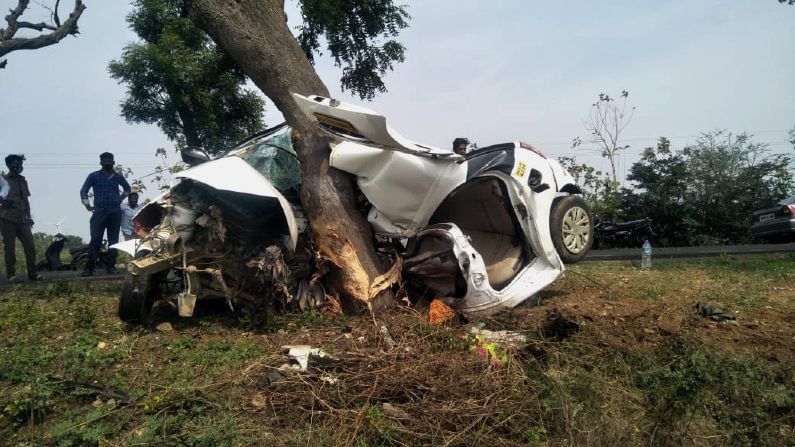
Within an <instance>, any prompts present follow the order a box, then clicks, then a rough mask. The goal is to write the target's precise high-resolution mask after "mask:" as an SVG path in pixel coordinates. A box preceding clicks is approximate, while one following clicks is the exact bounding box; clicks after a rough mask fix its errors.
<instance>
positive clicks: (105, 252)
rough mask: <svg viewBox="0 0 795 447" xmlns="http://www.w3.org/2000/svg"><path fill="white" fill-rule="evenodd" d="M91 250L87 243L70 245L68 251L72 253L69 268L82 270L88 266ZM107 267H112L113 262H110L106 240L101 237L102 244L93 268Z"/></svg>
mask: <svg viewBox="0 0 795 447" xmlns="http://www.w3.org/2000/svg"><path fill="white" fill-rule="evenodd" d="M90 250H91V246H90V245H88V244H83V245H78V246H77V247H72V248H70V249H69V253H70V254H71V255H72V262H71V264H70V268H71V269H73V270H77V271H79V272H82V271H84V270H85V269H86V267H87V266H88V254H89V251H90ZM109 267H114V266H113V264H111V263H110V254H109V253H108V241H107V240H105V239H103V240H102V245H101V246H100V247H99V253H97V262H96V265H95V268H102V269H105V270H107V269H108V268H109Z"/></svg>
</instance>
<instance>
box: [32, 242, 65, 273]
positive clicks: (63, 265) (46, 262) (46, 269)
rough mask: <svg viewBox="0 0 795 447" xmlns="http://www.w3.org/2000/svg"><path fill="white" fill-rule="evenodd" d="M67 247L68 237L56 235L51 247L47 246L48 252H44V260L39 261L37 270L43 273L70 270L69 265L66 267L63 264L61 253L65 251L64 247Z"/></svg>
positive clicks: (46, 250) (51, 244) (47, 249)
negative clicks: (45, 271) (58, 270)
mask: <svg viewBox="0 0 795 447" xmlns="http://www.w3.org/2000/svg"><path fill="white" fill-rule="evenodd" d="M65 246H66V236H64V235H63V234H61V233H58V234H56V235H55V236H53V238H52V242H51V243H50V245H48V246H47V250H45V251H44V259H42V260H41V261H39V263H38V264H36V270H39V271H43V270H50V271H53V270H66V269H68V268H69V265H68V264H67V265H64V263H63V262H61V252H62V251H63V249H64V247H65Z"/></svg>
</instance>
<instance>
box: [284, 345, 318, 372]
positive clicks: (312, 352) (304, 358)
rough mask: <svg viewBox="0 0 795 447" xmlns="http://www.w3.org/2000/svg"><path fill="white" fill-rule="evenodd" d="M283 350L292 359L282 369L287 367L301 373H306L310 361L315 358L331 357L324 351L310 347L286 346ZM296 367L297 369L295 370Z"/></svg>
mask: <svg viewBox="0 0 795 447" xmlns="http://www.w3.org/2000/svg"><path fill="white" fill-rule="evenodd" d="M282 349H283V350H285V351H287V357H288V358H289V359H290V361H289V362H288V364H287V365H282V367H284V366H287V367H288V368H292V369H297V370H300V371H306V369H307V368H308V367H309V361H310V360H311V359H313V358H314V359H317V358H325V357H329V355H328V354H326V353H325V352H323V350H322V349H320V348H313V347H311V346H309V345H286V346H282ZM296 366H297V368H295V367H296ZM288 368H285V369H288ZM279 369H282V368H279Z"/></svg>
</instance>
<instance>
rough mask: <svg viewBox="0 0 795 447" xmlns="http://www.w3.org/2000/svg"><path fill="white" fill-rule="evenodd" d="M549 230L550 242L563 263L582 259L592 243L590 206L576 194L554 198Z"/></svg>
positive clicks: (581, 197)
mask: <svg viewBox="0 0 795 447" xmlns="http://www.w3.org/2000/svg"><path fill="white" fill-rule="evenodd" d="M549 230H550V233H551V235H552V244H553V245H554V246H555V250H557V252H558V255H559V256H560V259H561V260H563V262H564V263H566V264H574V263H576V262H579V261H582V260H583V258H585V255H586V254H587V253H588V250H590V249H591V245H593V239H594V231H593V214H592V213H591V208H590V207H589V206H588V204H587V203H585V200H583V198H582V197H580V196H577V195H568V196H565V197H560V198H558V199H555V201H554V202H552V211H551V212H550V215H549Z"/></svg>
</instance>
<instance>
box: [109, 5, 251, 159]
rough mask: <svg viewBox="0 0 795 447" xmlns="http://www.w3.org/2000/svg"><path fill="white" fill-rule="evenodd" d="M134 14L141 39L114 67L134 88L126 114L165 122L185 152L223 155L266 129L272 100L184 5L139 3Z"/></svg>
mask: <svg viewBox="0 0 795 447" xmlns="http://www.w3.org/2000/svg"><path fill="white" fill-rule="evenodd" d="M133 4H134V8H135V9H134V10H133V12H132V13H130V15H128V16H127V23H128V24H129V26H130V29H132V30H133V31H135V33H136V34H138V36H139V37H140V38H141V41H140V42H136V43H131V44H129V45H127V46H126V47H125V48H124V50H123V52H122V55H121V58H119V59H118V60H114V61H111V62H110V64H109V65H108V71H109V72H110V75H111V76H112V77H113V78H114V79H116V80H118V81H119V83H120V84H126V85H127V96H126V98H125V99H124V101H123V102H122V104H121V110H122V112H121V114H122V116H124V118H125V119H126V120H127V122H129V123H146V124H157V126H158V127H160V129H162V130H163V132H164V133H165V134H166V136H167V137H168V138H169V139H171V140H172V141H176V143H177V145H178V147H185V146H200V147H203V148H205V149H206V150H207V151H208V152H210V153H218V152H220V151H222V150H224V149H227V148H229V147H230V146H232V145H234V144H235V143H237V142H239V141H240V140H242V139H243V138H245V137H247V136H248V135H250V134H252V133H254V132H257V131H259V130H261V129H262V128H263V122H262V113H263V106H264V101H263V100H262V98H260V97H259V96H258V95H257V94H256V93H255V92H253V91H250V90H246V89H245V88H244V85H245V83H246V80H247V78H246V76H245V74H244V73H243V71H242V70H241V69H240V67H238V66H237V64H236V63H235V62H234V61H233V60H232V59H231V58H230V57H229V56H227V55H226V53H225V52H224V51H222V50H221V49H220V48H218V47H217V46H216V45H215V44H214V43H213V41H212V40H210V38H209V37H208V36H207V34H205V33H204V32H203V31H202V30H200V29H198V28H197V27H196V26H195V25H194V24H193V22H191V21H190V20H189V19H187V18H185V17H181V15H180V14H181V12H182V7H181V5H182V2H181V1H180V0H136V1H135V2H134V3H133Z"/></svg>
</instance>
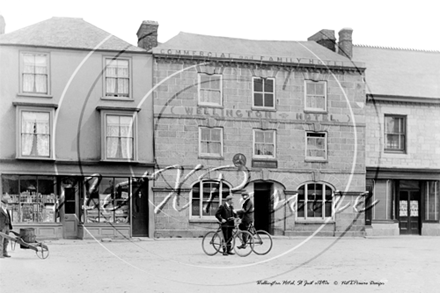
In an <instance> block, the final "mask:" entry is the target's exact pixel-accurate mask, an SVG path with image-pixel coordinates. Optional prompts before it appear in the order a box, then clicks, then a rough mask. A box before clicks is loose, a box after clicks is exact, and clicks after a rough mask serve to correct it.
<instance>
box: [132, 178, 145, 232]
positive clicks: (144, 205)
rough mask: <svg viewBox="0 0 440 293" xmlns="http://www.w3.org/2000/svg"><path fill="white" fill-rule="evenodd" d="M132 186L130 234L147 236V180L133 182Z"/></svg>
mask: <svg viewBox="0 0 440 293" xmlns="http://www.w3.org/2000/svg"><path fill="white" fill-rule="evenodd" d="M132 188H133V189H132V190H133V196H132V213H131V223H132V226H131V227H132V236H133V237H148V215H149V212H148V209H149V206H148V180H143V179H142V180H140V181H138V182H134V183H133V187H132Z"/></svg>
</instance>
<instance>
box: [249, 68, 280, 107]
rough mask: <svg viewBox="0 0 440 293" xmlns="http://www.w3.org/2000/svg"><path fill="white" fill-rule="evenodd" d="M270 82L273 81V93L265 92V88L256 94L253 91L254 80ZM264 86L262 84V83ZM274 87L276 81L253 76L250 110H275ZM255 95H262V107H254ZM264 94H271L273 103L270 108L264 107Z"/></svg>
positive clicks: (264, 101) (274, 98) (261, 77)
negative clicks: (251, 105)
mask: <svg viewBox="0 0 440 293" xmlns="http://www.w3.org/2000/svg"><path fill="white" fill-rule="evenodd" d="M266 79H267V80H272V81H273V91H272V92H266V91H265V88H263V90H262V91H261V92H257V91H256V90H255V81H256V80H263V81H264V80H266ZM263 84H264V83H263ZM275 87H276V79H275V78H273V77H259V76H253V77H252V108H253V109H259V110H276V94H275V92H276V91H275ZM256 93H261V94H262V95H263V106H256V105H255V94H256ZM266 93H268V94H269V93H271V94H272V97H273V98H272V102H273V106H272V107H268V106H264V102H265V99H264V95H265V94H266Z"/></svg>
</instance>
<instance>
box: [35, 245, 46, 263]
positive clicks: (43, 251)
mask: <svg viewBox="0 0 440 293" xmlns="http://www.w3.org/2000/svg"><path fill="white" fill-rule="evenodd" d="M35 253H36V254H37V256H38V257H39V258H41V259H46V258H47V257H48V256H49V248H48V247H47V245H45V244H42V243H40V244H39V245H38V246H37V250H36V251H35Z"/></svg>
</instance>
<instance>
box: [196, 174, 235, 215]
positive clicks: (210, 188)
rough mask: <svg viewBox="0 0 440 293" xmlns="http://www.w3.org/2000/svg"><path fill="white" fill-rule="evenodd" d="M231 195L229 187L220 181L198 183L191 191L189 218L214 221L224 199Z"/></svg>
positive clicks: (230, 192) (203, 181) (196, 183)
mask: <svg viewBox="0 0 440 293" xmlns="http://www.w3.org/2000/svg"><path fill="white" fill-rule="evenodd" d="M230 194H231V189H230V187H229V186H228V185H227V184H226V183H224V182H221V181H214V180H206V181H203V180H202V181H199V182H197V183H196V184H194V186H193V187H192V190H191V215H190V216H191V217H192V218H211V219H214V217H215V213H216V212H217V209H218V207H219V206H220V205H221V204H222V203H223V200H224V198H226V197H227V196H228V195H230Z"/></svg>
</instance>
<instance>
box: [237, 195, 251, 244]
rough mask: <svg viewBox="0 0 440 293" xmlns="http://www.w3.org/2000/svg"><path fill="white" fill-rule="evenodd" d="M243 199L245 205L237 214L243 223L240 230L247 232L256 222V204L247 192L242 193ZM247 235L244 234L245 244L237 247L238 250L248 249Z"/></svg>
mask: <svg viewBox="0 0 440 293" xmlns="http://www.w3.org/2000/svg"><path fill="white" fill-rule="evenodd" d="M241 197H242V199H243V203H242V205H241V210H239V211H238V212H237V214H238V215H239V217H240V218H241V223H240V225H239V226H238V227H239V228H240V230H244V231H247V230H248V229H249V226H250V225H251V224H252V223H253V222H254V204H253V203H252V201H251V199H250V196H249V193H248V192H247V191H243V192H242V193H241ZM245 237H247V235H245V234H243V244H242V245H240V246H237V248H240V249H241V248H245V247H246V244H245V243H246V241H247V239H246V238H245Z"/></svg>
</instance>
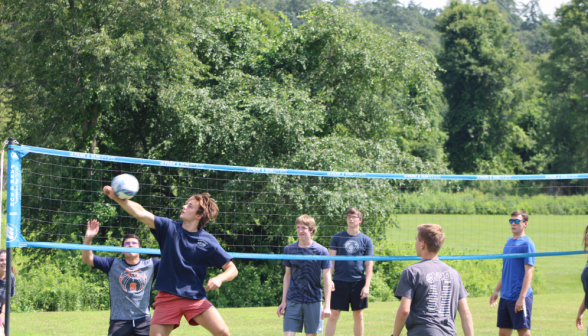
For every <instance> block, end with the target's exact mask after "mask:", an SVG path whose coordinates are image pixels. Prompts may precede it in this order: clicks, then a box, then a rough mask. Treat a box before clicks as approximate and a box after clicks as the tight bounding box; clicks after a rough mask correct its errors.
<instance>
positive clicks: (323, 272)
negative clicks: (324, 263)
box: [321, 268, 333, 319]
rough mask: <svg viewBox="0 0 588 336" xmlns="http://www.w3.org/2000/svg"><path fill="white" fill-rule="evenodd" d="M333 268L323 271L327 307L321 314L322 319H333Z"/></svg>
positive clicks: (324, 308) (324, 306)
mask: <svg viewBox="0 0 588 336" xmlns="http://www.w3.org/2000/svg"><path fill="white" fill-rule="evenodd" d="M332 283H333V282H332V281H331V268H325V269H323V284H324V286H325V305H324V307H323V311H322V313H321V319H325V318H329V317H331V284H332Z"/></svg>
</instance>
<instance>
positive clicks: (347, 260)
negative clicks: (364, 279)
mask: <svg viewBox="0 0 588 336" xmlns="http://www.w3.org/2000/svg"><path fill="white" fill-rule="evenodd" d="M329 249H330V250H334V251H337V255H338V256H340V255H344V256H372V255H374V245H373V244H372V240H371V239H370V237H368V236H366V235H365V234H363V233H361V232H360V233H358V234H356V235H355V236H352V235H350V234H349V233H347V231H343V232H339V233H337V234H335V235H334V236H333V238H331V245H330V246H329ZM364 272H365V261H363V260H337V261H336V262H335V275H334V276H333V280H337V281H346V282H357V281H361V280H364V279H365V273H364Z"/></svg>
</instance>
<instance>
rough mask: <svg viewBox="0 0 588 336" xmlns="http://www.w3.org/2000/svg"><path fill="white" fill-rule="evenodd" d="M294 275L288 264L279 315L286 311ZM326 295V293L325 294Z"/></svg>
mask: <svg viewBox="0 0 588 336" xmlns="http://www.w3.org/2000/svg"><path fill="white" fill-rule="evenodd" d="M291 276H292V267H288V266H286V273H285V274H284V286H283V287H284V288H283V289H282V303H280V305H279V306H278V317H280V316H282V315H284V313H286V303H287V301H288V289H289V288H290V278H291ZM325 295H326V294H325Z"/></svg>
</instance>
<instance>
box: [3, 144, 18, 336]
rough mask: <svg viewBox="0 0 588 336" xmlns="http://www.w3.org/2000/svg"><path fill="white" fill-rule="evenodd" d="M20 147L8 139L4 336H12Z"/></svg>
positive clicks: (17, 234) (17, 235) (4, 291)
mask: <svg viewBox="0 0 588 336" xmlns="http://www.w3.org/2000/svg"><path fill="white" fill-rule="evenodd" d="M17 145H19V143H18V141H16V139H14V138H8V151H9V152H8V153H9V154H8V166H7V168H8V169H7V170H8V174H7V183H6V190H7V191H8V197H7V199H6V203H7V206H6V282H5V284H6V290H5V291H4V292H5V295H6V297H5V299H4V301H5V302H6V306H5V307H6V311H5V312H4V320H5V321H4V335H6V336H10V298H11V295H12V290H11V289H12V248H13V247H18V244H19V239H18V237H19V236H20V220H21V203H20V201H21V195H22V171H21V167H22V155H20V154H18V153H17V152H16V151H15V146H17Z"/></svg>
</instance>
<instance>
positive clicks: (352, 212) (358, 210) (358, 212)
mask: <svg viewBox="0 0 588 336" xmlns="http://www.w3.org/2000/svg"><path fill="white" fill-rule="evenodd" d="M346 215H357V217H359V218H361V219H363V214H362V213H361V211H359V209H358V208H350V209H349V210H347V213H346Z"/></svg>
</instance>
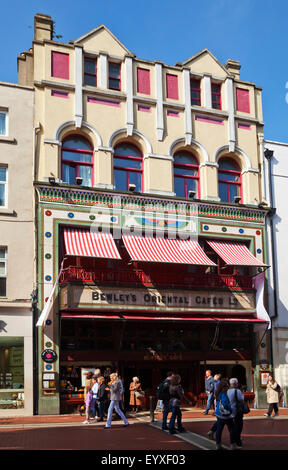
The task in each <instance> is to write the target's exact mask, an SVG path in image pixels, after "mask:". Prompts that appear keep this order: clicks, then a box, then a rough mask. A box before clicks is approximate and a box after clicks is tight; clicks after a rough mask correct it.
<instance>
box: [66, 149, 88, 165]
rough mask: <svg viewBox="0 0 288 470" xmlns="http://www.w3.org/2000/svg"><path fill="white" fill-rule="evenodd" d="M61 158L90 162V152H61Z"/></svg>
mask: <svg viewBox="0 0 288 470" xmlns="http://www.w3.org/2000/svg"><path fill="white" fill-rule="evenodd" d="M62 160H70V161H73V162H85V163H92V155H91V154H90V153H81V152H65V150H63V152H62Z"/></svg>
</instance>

Aim of the exercise
In the material above, show every line where the word "tight" turns up.

Answer box
For every <instance> block, end with the target's exact mask after "mask:", an SVG path whose coordinates are image pixels. Prompts may precede it in this order: clicks, then a box, then a rough mask. Treat a box before clicks as approximate and a box after clicks as the tight bounding box; clicks after a rough mask correct its errors.
The task in each <instance> is to write the target's exact mask, an SVG path in image pixels, after "mask:". Prompts that appear keep this order: clicks, then a box, then a rough mask. A box before clicks is approximate and a box after clicks is tight; clicks after a rough mask correct it.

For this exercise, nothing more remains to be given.